WHAT TO PRODUCE – Copy each line of the records that holds the string "pole".

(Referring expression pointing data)
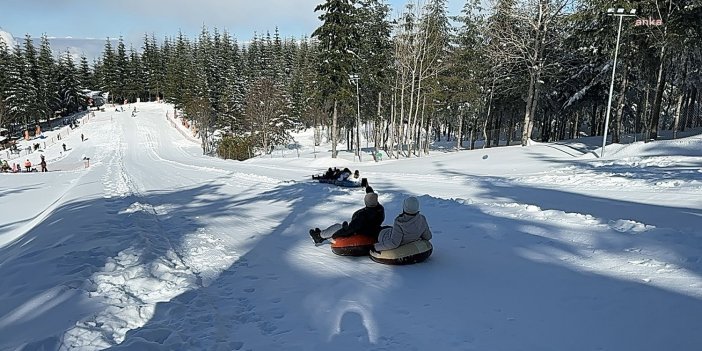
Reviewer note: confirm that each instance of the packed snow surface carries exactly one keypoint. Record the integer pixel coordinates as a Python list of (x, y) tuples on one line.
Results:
[(154, 246)]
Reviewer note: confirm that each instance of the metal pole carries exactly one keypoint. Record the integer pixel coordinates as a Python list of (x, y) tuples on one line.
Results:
[(611, 87), (358, 123)]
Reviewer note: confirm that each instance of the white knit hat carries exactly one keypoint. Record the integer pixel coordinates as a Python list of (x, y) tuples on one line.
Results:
[(410, 205), (371, 200)]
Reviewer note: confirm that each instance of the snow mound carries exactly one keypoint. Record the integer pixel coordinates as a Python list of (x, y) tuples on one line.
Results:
[(629, 226)]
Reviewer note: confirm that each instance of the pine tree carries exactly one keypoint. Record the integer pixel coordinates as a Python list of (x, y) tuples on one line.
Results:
[(85, 76), (375, 49), (337, 37), (68, 84), (121, 69), (107, 72), (20, 93)]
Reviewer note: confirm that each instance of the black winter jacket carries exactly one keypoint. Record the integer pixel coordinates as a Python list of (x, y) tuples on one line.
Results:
[(366, 221)]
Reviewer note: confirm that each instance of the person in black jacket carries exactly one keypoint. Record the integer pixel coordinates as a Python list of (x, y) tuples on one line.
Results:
[(366, 221)]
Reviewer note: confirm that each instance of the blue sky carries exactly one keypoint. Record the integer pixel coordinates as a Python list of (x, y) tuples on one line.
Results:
[(131, 18)]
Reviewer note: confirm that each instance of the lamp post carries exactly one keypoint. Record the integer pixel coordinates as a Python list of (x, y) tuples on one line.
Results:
[(619, 12), (354, 78)]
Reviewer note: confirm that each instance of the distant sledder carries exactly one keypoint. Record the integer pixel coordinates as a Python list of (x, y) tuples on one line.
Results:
[(342, 178)]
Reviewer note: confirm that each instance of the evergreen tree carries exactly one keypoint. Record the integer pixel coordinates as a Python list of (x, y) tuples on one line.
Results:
[(68, 84), (85, 76), (20, 93), (337, 37), (47, 87), (121, 69)]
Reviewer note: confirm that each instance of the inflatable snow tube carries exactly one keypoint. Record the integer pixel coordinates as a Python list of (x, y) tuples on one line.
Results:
[(414, 252), (354, 245)]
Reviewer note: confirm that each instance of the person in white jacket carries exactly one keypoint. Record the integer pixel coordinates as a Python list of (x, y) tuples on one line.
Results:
[(409, 226)]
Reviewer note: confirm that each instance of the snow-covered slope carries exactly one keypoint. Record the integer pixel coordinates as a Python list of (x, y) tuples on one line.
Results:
[(156, 247)]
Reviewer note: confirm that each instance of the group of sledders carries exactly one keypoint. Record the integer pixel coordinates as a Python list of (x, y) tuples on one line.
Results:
[(341, 177), (405, 242)]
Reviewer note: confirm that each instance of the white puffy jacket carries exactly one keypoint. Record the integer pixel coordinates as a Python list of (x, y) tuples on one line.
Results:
[(406, 229)]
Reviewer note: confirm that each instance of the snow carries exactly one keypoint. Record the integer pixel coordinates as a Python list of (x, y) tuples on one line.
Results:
[(156, 247)]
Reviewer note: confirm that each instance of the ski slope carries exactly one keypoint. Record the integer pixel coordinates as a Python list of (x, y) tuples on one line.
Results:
[(157, 247)]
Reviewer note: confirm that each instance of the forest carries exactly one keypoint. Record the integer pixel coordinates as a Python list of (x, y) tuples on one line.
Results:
[(503, 74)]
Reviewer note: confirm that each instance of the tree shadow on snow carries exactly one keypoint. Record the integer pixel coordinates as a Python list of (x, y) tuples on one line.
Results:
[(492, 283), (49, 271)]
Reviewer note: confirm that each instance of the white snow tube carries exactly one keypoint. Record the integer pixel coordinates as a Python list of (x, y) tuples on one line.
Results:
[(414, 252)]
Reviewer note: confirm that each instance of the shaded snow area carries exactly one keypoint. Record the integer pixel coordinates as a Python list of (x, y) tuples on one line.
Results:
[(157, 247)]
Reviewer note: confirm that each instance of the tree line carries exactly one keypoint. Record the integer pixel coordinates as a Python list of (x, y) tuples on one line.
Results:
[(520, 70)]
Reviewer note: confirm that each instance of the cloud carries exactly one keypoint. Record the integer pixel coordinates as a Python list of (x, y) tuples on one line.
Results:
[(7, 38), (240, 17)]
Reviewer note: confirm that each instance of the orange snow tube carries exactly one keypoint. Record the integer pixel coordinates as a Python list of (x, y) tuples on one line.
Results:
[(354, 245)]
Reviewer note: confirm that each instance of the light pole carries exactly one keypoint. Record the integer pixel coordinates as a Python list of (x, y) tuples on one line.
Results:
[(354, 78), (619, 12)]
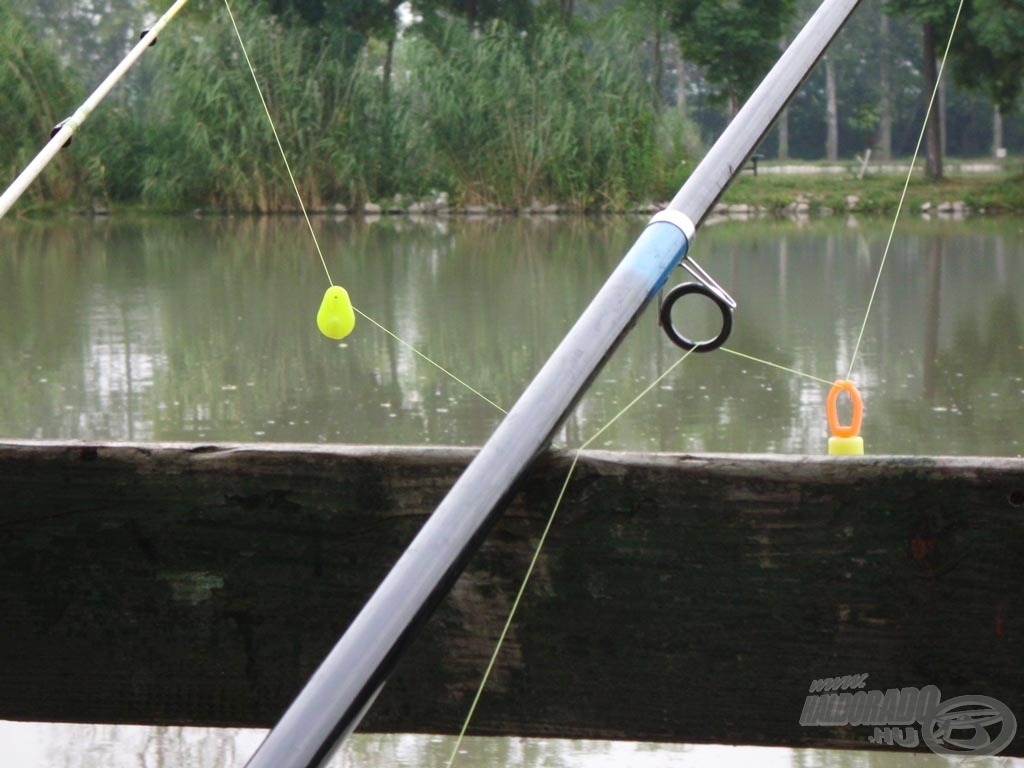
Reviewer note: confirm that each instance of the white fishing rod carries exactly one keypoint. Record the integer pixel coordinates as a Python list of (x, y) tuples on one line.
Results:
[(67, 129)]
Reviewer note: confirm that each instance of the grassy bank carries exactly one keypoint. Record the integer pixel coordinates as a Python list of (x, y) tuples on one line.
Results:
[(878, 194)]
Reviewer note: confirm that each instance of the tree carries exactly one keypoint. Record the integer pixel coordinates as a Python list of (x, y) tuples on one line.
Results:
[(990, 56), (735, 42)]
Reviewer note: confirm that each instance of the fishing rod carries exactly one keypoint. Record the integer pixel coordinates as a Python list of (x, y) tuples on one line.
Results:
[(347, 682), (65, 131)]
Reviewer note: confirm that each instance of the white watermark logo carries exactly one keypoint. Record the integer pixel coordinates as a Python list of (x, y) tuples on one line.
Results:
[(971, 726)]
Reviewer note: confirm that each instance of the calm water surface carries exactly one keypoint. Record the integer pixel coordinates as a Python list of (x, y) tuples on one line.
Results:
[(204, 330)]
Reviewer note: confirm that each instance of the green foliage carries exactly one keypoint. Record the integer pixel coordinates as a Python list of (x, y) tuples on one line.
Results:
[(736, 42), (516, 118), (215, 144), (36, 92)]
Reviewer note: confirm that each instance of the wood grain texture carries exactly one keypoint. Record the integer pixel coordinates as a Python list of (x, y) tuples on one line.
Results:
[(680, 598)]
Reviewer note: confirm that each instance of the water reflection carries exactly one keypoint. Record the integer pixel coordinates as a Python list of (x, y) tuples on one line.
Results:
[(56, 745), (183, 329)]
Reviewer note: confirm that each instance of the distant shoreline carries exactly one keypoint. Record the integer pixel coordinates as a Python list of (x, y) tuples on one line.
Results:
[(818, 190)]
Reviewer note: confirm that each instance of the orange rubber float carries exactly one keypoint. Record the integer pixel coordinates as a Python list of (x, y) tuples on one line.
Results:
[(846, 439)]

OUTPUT BELOW –
Reviewer note: confirm that each instance of the metal pole carries exactly one keypoint. Record the integer pixel coordinates as a Python list of (x, y) tuples on one line.
Reviewer note: confirm that each instance of the light pole carries exactly one keypoint. Record the integer pixel coordinates as a Python list of (x, y) tuples on one line.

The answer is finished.